Dataset excerpt:
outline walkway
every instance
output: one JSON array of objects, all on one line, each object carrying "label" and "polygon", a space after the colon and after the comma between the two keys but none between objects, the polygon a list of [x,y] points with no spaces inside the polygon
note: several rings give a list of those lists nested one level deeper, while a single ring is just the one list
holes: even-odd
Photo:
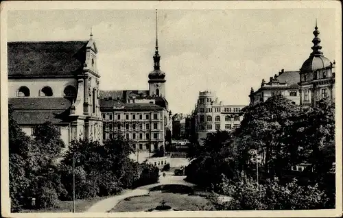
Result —
[{"label": "walkway", "polygon": [[151,188],[160,186],[161,184],[181,184],[188,186],[193,186],[193,183],[187,182],[184,180],[185,176],[174,175],[174,172],[166,172],[166,176],[163,178],[162,173],[160,173],[160,179],[158,183],[151,184],[143,186],[138,187],[133,190],[126,190],[122,194],[99,201],[93,204],[86,213],[106,213],[112,210],[119,202],[125,198],[133,196],[144,195],[149,193]]}]

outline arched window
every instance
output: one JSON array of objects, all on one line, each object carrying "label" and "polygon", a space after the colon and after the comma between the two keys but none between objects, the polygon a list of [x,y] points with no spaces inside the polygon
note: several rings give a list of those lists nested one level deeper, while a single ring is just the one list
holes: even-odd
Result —
[{"label": "arched window", "polygon": [[18,90],[18,97],[29,97],[29,89],[26,86],[21,86]]},{"label": "arched window", "polygon": [[76,88],[73,86],[68,86],[64,88],[63,91],[64,97],[74,97],[76,96]]},{"label": "arched window", "polygon": [[207,116],[207,121],[212,122],[212,117],[211,116]]},{"label": "arched window", "polygon": [[54,93],[52,92],[51,88],[49,86],[45,86],[40,90],[40,96],[53,96]]},{"label": "arched window", "polygon": [[215,116],[215,121],[220,121],[220,116]]},{"label": "arched window", "polygon": [[225,121],[230,121],[230,117],[228,117],[228,116],[225,116]]}]

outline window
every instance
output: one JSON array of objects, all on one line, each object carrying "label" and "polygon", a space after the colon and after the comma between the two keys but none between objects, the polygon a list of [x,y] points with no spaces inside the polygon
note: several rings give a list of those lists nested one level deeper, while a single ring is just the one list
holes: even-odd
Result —
[{"label": "window", "polygon": [[207,116],[207,121],[208,122],[212,122],[212,117]]},{"label": "window", "polygon": [[228,117],[228,116],[225,116],[225,121],[230,121],[230,117]]},{"label": "window", "polygon": [[215,116],[215,121],[217,122],[220,121],[220,116]]},{"label": "window", "polygon": [[304,100],[309,101],[309,90],[304,90]]},{"label": "window", "polygon": [[326,88],[322,89],[322,97],[327,97],[327,89]]},{"label": "window", "polygon": [[296,90],[290,90],[289,96],[296,96]]},{"label": "window", "polygon": [[54,95],[54,93],[52,92],[52,89],[51,89],[51,88],[50,88],[49,86],[43,87],[40,90],[40,96],[53,96],[53,95]]},{"label": "window", "polygon": [[67,86],[63,90],[64,97],[74,97],[76,96],[76,89],[73,86]]},{"label": "window", "polygon": [[26,86],[21,86],[18,90],[19,97],[29,97],[29,89]]}]

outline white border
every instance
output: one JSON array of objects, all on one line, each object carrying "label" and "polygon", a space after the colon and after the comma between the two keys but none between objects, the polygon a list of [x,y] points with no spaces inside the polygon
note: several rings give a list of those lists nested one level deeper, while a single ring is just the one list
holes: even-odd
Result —
[{"label": "white border", "polygon": [[274,211],[197,211],[120,213],[9,213],[8,136],[1,131],[1,215],[5,217],[319,217],[342,215],[342,11],[338,1],[3,1],[1,3],[1,128],[8,130],[7,12],[28,10],[123,10],[123,9],[335,9],[336,34],[336,209]]}]

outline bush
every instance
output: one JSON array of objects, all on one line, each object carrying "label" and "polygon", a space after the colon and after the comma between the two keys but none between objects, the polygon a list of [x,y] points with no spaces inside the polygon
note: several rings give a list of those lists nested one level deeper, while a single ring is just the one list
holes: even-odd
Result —
[{"label": "bush", "polygon": [[328,197],[318,185],[299,186],[296,180],[281,185],[277,178],[257,185],[244,175],[237,182],[223,178],[223,194],[233,199],[224,204],[214,200],[217,210],[311,210],[327,208]]},{"label": "bush", "polygon": [[41,187],[37,193],[36,197],[36,208],[45,208],[54,206],[58,200],[56,191],[48,186]]},{"label": "bush", "polygon": [[170,170],[170,165],[169,163],[163,166],[163,171],[168,171]]}]

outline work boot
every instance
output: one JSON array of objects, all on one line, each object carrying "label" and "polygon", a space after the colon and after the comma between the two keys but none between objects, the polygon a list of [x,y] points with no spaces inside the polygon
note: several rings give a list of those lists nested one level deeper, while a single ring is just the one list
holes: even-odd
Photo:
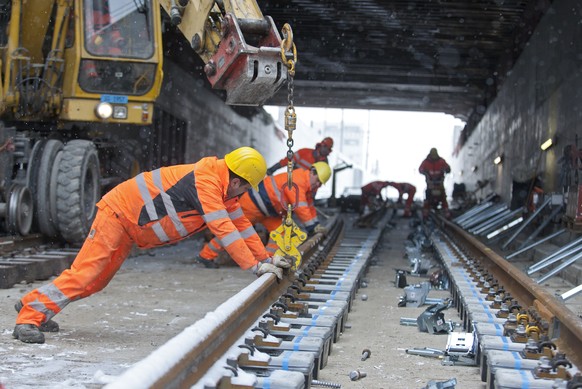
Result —
[{"label": "work boot", "polygon": [[[18,300],[16,304],[14,304],[14,309],[16,312],[20,313],[22,309],[22,301]],[[59,332],[59,324],[56,321],[49,320],[46,323],[42,323],[39,327],[42,332]],[[38,343],[38,342],[27,342],[27,343]],[[42,343],[42,342],[40,342]]]},{"label": "work boot", "polygon": [[209,259],[204,259],[204,258],[202,258],[200,256],[196,257],[195,258],[195,261],[196,261],[196,263],[199,263],[199,264],[203,265],[207,269],[218,269],[220,267],[214,261],[211,261]]},{"label": "work boot", "polygon": [[12,336],[24,343],[44,343],[44,334],[34,324],[17,324]]}]

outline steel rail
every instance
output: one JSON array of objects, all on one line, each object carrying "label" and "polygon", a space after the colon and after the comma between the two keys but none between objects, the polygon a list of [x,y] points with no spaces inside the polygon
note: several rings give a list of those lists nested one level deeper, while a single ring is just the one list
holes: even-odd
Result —
[{"label": "steel rail", "polygon": [[[315,234],[299,247],[302,266],[296,274],[302,273],[311,256],[333,252],[343,232],[343,223],[335,216],[328,223],[328,228],[327,236]],[[261,276],[214,312],[128,369],[106,388],[191,387],[287,291],[294,280],[295,274],[288,271],[281,281],[274,274]],[[184,348],[185,344],[188,345],[187,350],[176,356],[175,349]]]},{"label": "steel rail", "polygon": [[442,220],[455,243],[467,250],[522,306],[535,307],[550,323],[550,337],[576,366],[582,366],[582,320],[516,266],[459,226]]}]

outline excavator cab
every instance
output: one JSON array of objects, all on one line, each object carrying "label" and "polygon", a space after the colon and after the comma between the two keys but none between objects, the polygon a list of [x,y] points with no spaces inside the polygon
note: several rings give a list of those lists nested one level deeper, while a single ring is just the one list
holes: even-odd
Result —
[{"label": "excavator cab", "polygon": [[[157,3],[81,0],[79,5],[78,76],[68,79],[71,85],[65,90],[72,93],[70,99],[65,96],[63,119],[91,121],[93,115],[93,120],[151,123],[162,80]],[[87,107],[87,99],[97,102]]]},{"label": "excavator cab", "polygon": [[[79,86],[89,93],[141,96],[153,86],[157,63],[150,1],[85,0]],[[158,42],[159,43],[159,42]],[[138,62],[139,61],[139,62]]]}]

- **Problem to solve**
Reproduce the entire listing above verbatim, omitting the pictures.

- **Problem solution**
outline walkway
every instance
output: one JSON array of objects, all on one line, each object carrying "label" and "polygon", a space after the colon and after the comma between the two keys but none between objects, the polygon a list of [x,y] points with no spaces inside the polygon
note: several rings give a list of those lists nested one level deeper, while a single ring is just the one list
holes: even-odd
Photo:
Result —
[{"label": "walkway", "polygon": [[151,188],[160,186],[161,184],[181,184],[188,186],[193,186],[193,183],[187,182],[184,180],[185,176],[174,175],[174,172],[166,172],[166,176],[163,178],[162,173],[160,173],[160,179],[158,183],[151,184],[143,186],[138,187],[133,190],[126,190],[122,194],[99,201],[93,204],[86,213],[106,213],[112,210],[119,202],[125,198],[133,196],[144,195],[149,193]]}]

outline arched window
every instance
output: one JSON array of objects, all on one line, each object carrying "label" and "polygon", a space after the colon and after the comma between the two keys but none between objects, the polygon a list of [x,y] points with no spaces inside the polygon
note: several rings give a list of those lists nested one level deeper, while a single ring is just the one list
holes: even-odd
Result —
[{"label": "arched window", "polygon": [[18,90],[18,97],[29,97],[29,89],[26,86],[21,86]]},{"label": "arched window", "polygon": [[76,88],[73,86],[68,86],[64,88],[63,91],[64,97],[74,97],[76,96]]},{"label": "arched window", "polygon": [[207,116],[207,121],[212,122],[212,117],[211,116]]},{"label": "arched window", "polygon": [[54,93],[52,92],[51,88],[49,86],[45,86],[40,90],[40,96],[53,96]]},{"label": "arched window", "polygon": [[215,116],[215,121],[220,121],[220,116]]},{"label": "arched window", "polygon": [[225,121],[230,121],[230,117],[228,117],[228,116],[225,116]]}]

outline window
every instance
output: one JSON array of objects, all on one line, each object carrying "label" and "polygon", a space after the colon and after the comma between the two keys but none between objects, the polygon a list of [x,y] points with no spaces inside the polygon
note: several rings give a list of those lists nested one level deeper, while a single ring is just the one list
holes: even-odd
Result —
[{"label": "window", "polygon": [[207,116],[207,121],[208,122],[212,122],[212,117]]},{"label": "window", "polygon": [[228,117],[228,116],[225,116],[225,121],[230,121],[230,117]]},{"label": "window", "polygon": [[215,116],[215,121],[217,122],[220,121],[220,116]]},{"label": "window", "polygon": [[304,100],[309,101],[309,90],[304,90]]},{"label": "window", "polygon": [[326,88],[322,89],[322,97],[327,97],[327,89]]},{"label": "window", "polygon": [[296,90],[290,90],[289,96],[296,96]]},{"label": "window", "polygon": [[54,95],[54,93],[52,92],[52,89],[51,89],[51,88],[50,88],[49,86],[43,87],[40,90],[40,96],[53,96],[53,95]]},{"label": "window", "polygon": [[67,86],[63,90],[64,97],[74,97],[76,96],[76,89],[73,86]]},{"label": "window", "polygon": [[26,86],[21,86],[18,90],[19,97],[29,97],[29,89]]}]

outline white border
every instance
output: one JSON array of objects, all on one line, each object carrying "label" and "polygon", a space after the colon and after the comma between the two keys but none between objects, the polygon a list of [x,y] points with no spaces inside the polygon
note: several rings give a list of those lists nested one level deeper, while a single ring is just the one list
holes: even-odd
Result —
[{"label": "white border", "polygon": [[274,211],[197,211],[120,213],[9,213],[8,136],[1,131],[1,215],[5,217],[319,217],[342,215],[342,11],[338,1],[3,1],[1,3],[1,128],[8,130],[7,12],[28,10],[123,10],[123,9],[335,9],[336,34],[336,209]]}]

outline bush
every instance
output: one JSON array of objects, all on one line, each object carrying "label" and "polygon", a space after the colon and after the comma between the two keys but none between objects, the polygon a list of [x,y] points with no spaces inside the polygon
note: several rings give a list of those lists nested one level deeper, while a single ring is just the one list
holes: even-odd
Result —
[{"label": "bush", "polygon": [[328,197],[318,185],[299,186],[296,180],[281,185],[277,178],[257,185],[244,175],[237,182],[223,178],[223,194],[233,199],[224,204],[214,200],[217,210],[311,210],[327,208]]},{"label": "bush", "polygon": [[41,187],[37,193],[36,197],[36,208],[45,208],[54,206],[58,200],[56,191],[48,186]]},{"label": "bush", "polygon": [[170,170],[170,165],[169,163],[163,166],[163,171],[168,171]]}]

outline work boot
every instance
output: one JSON array of objects, all on one line, each object carrying "label" and "polygon", a space after the colon and after the comma between the two keys but none between objects, the polygon a list of [x,y] points with no spaces inside the polygon
note: several rings give a list of those lists nested one level deeper, while a single ring is just the one list
holes: even-odd
Photo:
Result —
[{"label": "work boot", "polygon": [[[18,300],[16,304],[14,304],[14,309],[16,312],[20,313],[22,309],[22,301]],[[59,332],[59,324],[56,321],[49,320],[46,323],[42,323],[39,327],[42,332]],[[38,343],[38,342],[27,342],[27,343]],[[42,343],[42,342],[40,342]]]},{"label": "work boot", "polygon": [[209,259],[204,259],[204,258],[202,258],[200,256],[196,257],[195,258],[195,261],[196,261],[196,263],[199,263],[199,264],[203,265],[207,269],[218,269],[220,267],[214,261],[211,261]]},{"label": "work boot", "polygon": [[12,336],[24,343],[44,343],[44,334],[34,324],[17,324]]}]

outline steel rail
every instance
output: one JSON array of objects, all on one line, each object carrying "label" and "polygon", a space after the colon and after the comma between the two keys but none between objects, the polygon a list of [x,y] points with no spaces inside the polygon
note: several rings give a list of those lists nested one level deeper, while a single ring is just the one list
holes: even-odd
Result —
[{"label": "steel rail", "polygon": [[[315,234],[299,247],[302,266],[296,274],[302,273],[311,256],[333,252],[343,232],[343,223],[335,216],[328,223],[328,228],[327,236]],[[261,276],[214,312],[128,369],[106,388],[191,387],[287,291],[294,280],[295,274],[288,271],[281,281],[274,274]],[[184,348],[185,344],[188,345],[187,350],[176,356],[175,349]]]},{"label": "steel rail", "polygon": [[442,220],[455,243],[467,250],[522,306],[535,307],[550,323],[550,337],[576,366],[582,366],[582,320],[516,266],[459,226]]}]

outline excavator cab
every instance
output: one JSON array of objects, all on one line, each object carrying "label" and "polygon", a space after the colon and after the comma between the two keys but none between objects, the polygon a list of [x,y] points with no spaces inside the polygon
note: several rings give a list of those lists nested one level deeper, while a single ring is just the one list
holes: even-odd
Result —
[{"label": "excavator cab", "polygon": [[[157,3],[81,0],[79,5],[78,76],[68,79],[71,85],[65,90],[72,93],[70,99],[65,96],[63,119],[91,121],[93,115],[93,120],[151,123],[162,80]],[[87,107],[87,99],[97,102]]]},{"label": "excavator cab", "polygon": [[[79,86],[89,93],[141,96],[153,86],[157,63],[150,1],[85,0]],[[158,42],[159,43],[159,42]],[[138,62],[139,61],[139,62]]]}]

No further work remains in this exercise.